* TAREFAS PROPOSTAS *
1/ Indique se cada afirmação abaixo está de acordo com o texto sobre o filme Sonhos. Responda sim ou não e cite exatamente as palavras do texto que justificam a resposta. (a) O filme foi lançado no Festival de Cannes. (b) Kurosawa sempre planejou levar seus sonhos ao cinema. (c) O filme reúne oito sonhos.
2/ Retome o texto sobre o filme Sonhos a partir do ponto em que ele termina e dê continuidade a ele.

┌─ TEXTO PARA LEITURA

Filme: "Sonhos (1990)"

"Porque a noite deveria ser clara como o dia? Eu não gostaria de não conseguir ver as estrelas."

Os japoneses costumam dizer: "eu vi um sonho", e foi exatamente isso que o cineasta Akira Kurosawa - um dos maiores cineastas japoneses e um melhores de todos os tempos - nos ofereceu através desta obra de arte de raríssima beleza. O lançamento aconteceu em 1990, no Festival de Cannes.

"Yume" é uma obra baseada em sonhos verdadeiros que o diretor teve em diferentes momentos de sua vida. São oito sonhos adaptados para o cinema. E como o próprio Akira Kurosawa afirmava: "o filme não é uma transcrição dos sonhos. É uma adaptação de uma obra original, o sonho". Akira anotava todos os seus sonhos, mas não pensava em levá-los ao cinema. Certo dia, porém, ele teve a ideia de transformar alguns dos seus sonhos em filme, e nos presenteou com essa preciosidade em forma de filme.


Primeiro sonho: "A Raposa"

Há uma lenda japonesa, bastante antiga, que diz que as raposas se casam quando a chuva cai enquanto o sol brilha. Neste sonho, Akira, ainda menino, desobedece a mãe e vai à floresta ver o casamento das raposas.

└─
┌─ DADOS REGISTRADOS

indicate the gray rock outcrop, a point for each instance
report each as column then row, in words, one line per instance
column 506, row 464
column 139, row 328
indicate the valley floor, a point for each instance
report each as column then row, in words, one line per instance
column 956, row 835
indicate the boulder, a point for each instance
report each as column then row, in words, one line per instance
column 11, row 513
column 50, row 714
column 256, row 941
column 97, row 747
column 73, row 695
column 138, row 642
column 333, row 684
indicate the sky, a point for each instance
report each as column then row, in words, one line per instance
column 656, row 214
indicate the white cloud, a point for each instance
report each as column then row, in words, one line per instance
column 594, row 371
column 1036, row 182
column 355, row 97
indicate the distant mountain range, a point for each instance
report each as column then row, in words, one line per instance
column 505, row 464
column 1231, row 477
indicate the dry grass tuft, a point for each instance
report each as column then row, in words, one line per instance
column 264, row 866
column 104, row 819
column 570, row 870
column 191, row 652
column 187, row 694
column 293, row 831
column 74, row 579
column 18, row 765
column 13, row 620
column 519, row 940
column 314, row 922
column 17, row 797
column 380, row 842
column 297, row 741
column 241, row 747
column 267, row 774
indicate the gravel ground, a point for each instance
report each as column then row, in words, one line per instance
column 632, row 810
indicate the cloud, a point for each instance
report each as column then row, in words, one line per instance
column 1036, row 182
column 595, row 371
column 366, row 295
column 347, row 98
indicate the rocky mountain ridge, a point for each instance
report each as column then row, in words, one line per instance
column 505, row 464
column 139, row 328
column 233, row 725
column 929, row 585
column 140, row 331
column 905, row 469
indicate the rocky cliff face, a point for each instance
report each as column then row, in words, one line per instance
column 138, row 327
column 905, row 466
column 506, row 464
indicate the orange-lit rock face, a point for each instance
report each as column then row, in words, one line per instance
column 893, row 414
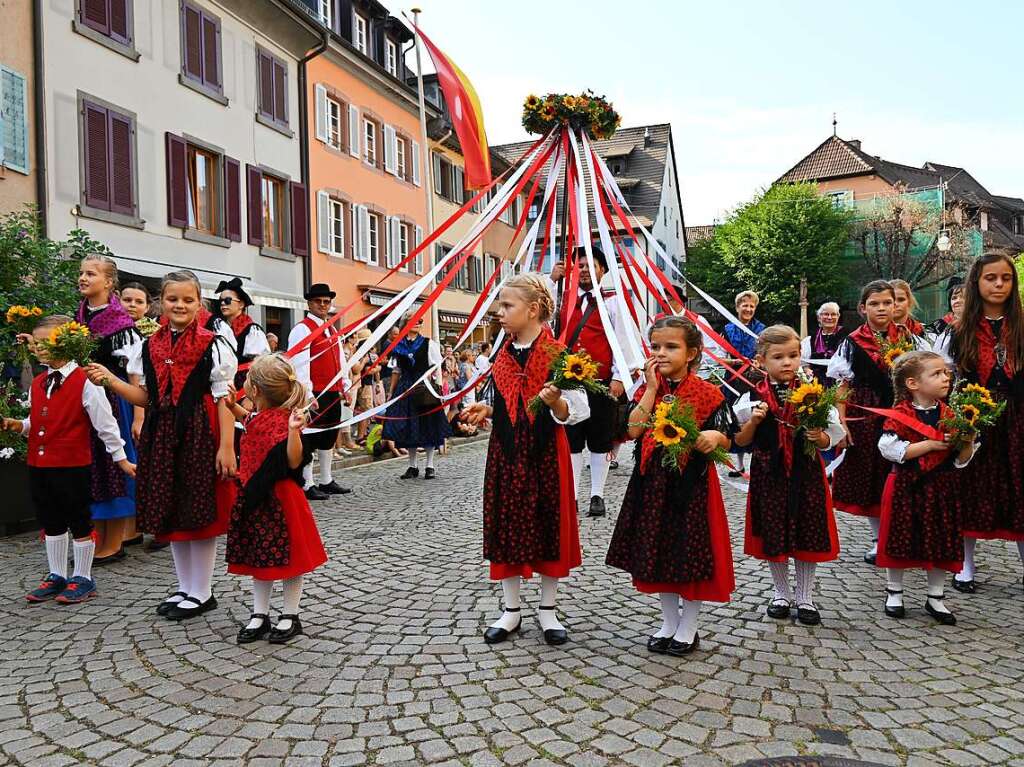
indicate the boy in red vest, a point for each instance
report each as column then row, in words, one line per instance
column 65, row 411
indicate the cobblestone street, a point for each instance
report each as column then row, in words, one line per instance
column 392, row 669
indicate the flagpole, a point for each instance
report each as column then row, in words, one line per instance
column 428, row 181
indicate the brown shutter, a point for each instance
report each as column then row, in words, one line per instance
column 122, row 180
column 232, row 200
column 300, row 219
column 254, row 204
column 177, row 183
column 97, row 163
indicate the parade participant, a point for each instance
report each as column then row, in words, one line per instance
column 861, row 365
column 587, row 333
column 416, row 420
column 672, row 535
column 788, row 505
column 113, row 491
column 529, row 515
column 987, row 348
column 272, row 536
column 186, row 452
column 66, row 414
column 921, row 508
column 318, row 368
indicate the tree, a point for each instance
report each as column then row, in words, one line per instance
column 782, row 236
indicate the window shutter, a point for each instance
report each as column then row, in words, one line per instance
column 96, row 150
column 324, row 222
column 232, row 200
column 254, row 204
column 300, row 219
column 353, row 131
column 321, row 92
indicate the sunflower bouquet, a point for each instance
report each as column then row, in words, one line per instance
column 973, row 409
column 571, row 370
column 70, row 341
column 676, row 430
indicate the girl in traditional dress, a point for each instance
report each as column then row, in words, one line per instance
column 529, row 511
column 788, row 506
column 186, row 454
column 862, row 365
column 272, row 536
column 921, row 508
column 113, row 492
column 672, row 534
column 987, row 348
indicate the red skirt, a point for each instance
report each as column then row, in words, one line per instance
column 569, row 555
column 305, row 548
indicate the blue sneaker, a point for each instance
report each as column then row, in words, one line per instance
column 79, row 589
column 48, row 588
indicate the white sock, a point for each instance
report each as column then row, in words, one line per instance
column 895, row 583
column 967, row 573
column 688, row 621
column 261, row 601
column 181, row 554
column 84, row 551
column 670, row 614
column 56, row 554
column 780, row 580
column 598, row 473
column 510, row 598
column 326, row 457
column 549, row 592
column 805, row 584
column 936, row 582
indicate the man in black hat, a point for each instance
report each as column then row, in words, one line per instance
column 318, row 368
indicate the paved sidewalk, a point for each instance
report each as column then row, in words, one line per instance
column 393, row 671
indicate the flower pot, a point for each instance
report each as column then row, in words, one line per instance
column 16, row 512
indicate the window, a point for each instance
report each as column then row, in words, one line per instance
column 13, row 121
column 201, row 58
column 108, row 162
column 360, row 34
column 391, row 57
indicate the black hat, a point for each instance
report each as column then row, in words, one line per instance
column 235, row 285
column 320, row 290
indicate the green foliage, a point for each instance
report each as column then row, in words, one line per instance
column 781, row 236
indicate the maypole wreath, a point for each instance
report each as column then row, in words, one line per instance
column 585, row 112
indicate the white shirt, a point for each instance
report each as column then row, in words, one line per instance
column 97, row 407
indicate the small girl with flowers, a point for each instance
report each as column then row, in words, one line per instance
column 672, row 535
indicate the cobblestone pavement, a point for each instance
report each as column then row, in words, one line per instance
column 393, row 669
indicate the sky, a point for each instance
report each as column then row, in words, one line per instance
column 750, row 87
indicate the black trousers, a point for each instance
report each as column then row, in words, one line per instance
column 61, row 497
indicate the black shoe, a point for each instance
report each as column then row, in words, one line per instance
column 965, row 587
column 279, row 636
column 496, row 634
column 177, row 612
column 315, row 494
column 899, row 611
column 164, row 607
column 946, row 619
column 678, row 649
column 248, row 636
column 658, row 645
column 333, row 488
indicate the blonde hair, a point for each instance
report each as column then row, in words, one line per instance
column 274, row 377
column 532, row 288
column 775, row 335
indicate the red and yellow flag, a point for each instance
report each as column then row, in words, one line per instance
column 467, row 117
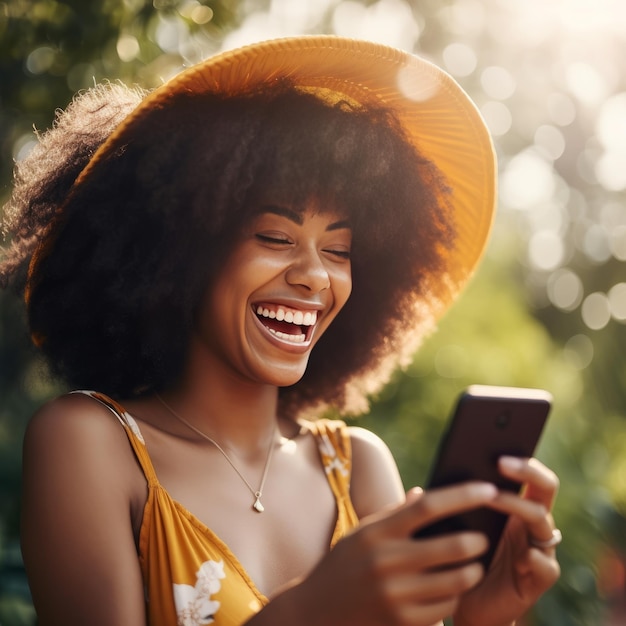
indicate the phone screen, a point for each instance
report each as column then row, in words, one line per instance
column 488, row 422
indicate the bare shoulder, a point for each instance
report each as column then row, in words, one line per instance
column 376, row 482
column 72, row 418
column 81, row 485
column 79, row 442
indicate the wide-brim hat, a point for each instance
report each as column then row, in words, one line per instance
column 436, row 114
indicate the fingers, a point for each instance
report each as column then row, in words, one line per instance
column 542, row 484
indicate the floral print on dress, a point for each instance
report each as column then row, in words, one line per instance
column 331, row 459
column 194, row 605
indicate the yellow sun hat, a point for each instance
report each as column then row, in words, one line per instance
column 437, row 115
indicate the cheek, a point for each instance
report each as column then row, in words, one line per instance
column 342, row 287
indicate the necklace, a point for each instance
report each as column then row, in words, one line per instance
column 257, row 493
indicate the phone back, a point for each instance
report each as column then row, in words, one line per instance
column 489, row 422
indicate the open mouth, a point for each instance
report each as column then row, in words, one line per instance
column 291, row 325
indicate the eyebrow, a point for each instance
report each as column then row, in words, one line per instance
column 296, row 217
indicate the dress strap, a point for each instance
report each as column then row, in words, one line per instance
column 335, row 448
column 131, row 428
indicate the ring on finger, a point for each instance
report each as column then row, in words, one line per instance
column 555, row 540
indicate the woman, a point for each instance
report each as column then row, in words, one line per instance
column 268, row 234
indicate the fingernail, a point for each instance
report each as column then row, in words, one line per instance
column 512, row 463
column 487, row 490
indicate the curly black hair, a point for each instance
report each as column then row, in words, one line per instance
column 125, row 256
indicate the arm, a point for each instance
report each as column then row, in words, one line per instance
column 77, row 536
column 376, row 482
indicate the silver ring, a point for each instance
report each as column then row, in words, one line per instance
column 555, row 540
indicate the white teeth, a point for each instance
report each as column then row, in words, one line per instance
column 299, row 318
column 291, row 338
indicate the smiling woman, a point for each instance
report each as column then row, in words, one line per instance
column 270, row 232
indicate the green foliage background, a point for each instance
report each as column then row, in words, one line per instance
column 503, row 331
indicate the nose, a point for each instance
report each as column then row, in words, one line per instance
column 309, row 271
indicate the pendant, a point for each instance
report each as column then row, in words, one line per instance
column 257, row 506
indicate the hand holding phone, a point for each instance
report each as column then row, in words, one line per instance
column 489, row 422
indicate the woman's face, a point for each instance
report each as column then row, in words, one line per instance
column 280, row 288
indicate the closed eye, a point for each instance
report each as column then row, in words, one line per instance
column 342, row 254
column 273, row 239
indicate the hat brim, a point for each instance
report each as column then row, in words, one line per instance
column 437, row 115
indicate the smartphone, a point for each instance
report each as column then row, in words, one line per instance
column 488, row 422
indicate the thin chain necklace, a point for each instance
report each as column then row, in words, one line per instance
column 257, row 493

└─

* RESPOSTAS POR TAREFA *
1/
(a) Sim: "O lançamento aconteceu em 1990, no Festival de Cannes."
(b) Não: "Akira anotava todos os seus sonhos, mas não pensava em levá-los ao cinema."
(c) Sim: "São oito sonhos adaptados para o cinema."

2/
No entanto, ele é descoberto por uma raposa. Quando retorna para sua casa, sua mãe o impede de entrar em casa e lhe entrega uma pequena espada. O menino então é avisado deve se suicidar porque as raposas estão muito bravas. Então, o garoto sai a caminho das montanhas para cumprir sua missão.

Segundo sonho: "O Jardim dos Pessegueiros"


O Hinamatsuri ocorre na primavera, quando as flores dos pessegueiros estão totalmente abertas, é conhecido também como o Festival das Bonecas. O menino Akira percebe, ao servir chá para as irmãs, que há uma menina estranha na sala, ela foge e ele a segue, e se depara com os pessegueiros da sua casa totalmente cortados, restando somente os tocos. 
Porém, os espíritos dos pessegueiros surgem para ele e, em uma dança melancólica, dizem que as bonecas são colocadas para enfeitar e festejar a florada dos pessegueiros, mas como eles não mais existem naquela casa não fazia sentido a presença das bonecas.

Terceiro sonho: "A Nevasca"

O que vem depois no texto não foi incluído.